» Assigned task
Below is a listing to write out in full, exactly as given, without its pictures.

---

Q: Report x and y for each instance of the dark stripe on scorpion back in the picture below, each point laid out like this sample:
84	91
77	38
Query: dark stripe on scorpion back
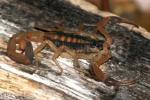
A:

---

» Solution to the exercise
Q: Report x and y for each instance of the dark stripe on scorpion back in the picture below, each point laid out like this sample:
84	91
77	38
Query: dark stripe on scorpion back
A:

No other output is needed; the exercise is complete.